### Directive A
According to the column, which organization will Guy Debelle join after retiring from the Reserve Bank of Australia?

Putin has even managed to (further) isolate China, which is being badly tarnished by its refusal to criticise Russia’s invasion despite the fact that it violates China’s core principle regarding the sanctity of a nation’s territorial rights. This has been the key maxim behind the One China policy that overrides Taiwan’s claims to sovereignty, which Beijing has convinced most nations to embrace.
The bottom line is that after the success Putin had with military campaigns in Syria, Chechnya and Georgia, he has made a massive miscalculation with Ukraine, which is attributable to hubristic overreach.
Even more importantly, though, he looks to be error-correcting and trying to construct himself an off-ramp via the peace negotiation process. This would be the rational response of a pragmatist trying to salvage his irreversibly damaged power and wealth. There are naturally downside risks whereby, cornered with no face-saving options other than to double-down, Putin does try to flatten Ukraine.
Yet in contrast to other campaigns, this one is against those he regards as his own people, and, moreover, it is a war that is clearly divisive at home. It is telling that when addressing Russians via televised speeches, Putin has focused on convincing his audience that Russia is not harming any civilians and will generously compensate soldiers who have been killed or wounded in battle.
This columnist’s central case is that there is a negotiated settlement relatively quickly at some point over the next three months, with the risks skewed to it being sooner rather than later.
The other big news during the week is that the Reserve Bank of Australia’s deputy governor, Guy Debelle, will retire to take on a leadership role with Fortescue Future Industries, which is chaired by Malcolm Turnbull.
Debelle has been a brilliant policymaker and architect of many of the RBA’s best tools, including the successful bond purchase program and the globally unique “committed liquidity facility”.
His departure paves the way for an overdue external appointment to succeed the current governor, Phil Lowe, in the vein of Labor’s 1989 selection of the serving treasury secretary, Bernie Fraser, which was inspired.
For all its immense academic talents, the RBA is an excessively insular and hierarchical organisation that would benefit from an injection of fresh blood to help it better adapt to future changes. Current treasury secretary Steven Kennedy and/or his deputy secretary Jenny Wilkinson could be inspired choices.

### Directive B
Present the rows as a numbered list, beginning at the line that contains "shirt, one line per instance." and stopping after the last of the rows. Leave out blank lines and pictures.

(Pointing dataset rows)
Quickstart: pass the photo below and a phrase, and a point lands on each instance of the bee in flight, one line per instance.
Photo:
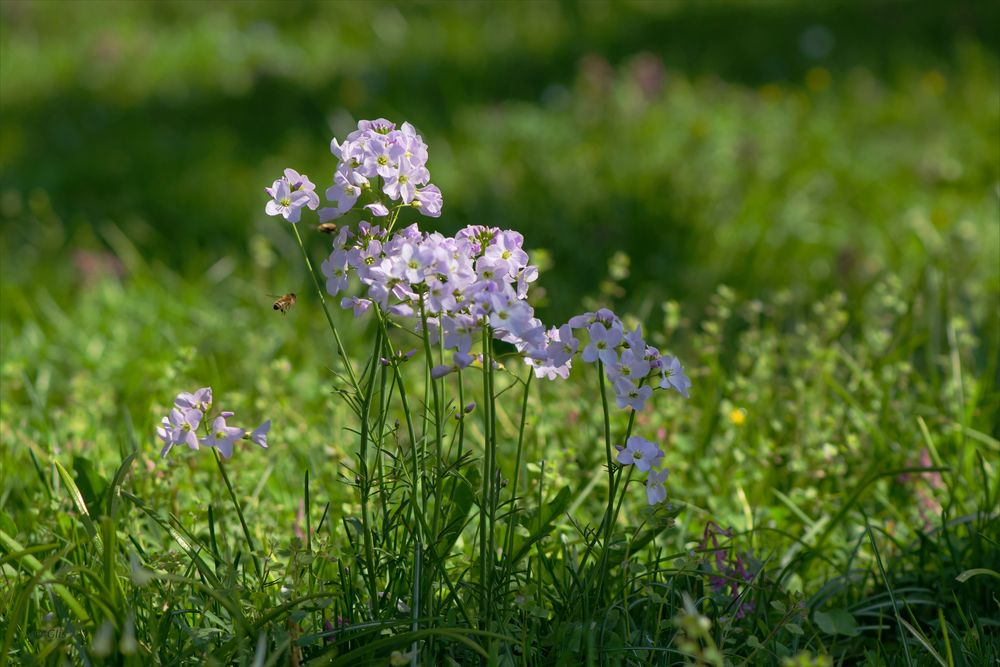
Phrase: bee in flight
(285, 303)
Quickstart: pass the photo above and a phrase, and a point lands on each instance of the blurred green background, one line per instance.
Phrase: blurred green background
(771, 145)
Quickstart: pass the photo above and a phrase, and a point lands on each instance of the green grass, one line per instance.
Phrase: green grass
(844, 421)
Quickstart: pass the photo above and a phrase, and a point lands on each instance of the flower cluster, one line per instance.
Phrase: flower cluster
(646, 456)
(377, 157)
(475, 280)
(191, 411)
(632, 366)
(289, 194)
(458, 287)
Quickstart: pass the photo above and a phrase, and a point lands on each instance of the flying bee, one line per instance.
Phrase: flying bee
(285, 303)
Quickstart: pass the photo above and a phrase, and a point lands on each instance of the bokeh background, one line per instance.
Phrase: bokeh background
(772, 145)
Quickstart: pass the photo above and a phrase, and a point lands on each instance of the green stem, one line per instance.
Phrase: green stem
(607, 449)
(438, 438)
(329, 318)
(365, 482)
(508, 541)
(239, 513)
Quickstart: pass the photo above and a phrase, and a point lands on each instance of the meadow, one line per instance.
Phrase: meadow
(806, 216)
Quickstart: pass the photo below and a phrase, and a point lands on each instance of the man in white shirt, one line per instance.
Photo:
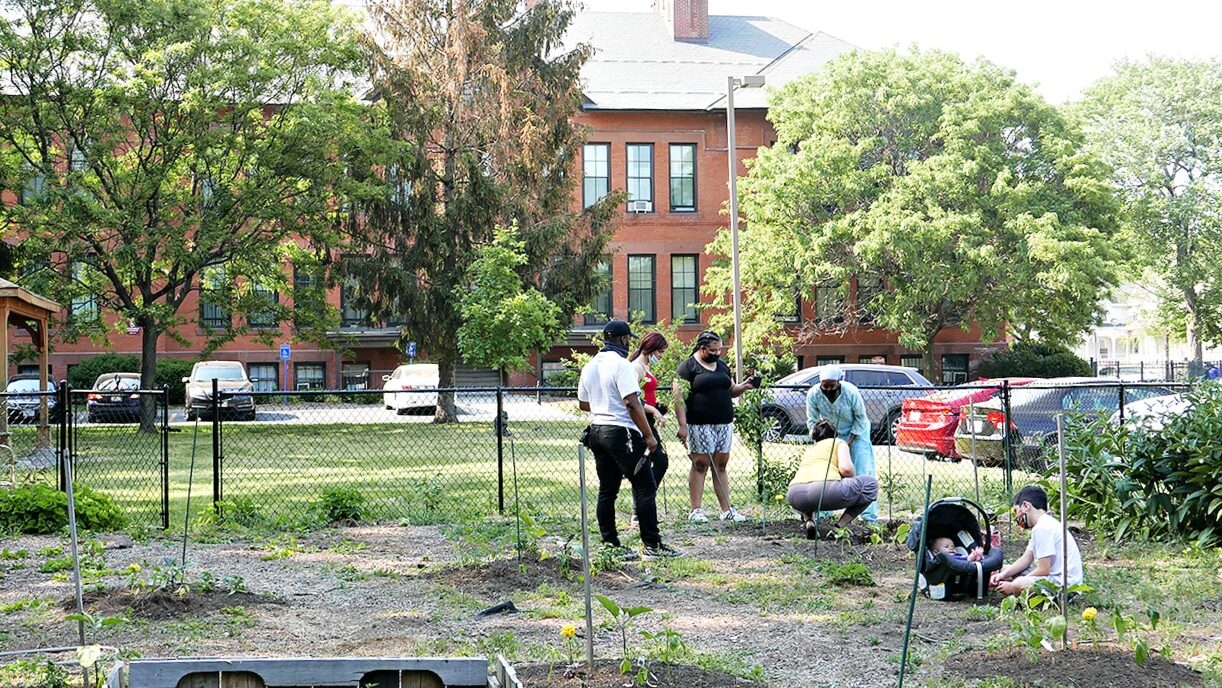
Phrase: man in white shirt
(1046, 557)
(620, 438)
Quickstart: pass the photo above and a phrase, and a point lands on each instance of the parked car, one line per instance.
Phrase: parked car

### Full answer A
Fortescue Future Industries, chaired by Malcolm Turnbull.

### Full answer B
1. Quickstart: pass the photo below and a phrase, and a point lands on each instance of the man in white shirt, one line per instance.
2. Photo:
3. Phrase: man in white shirt
4. (1046, 557)
5. (620, 438)
6. Quickstart: pass the photo above and a phrase, and a point lands on each instance of the parked car, one line per instance.
7. Phrase: parked car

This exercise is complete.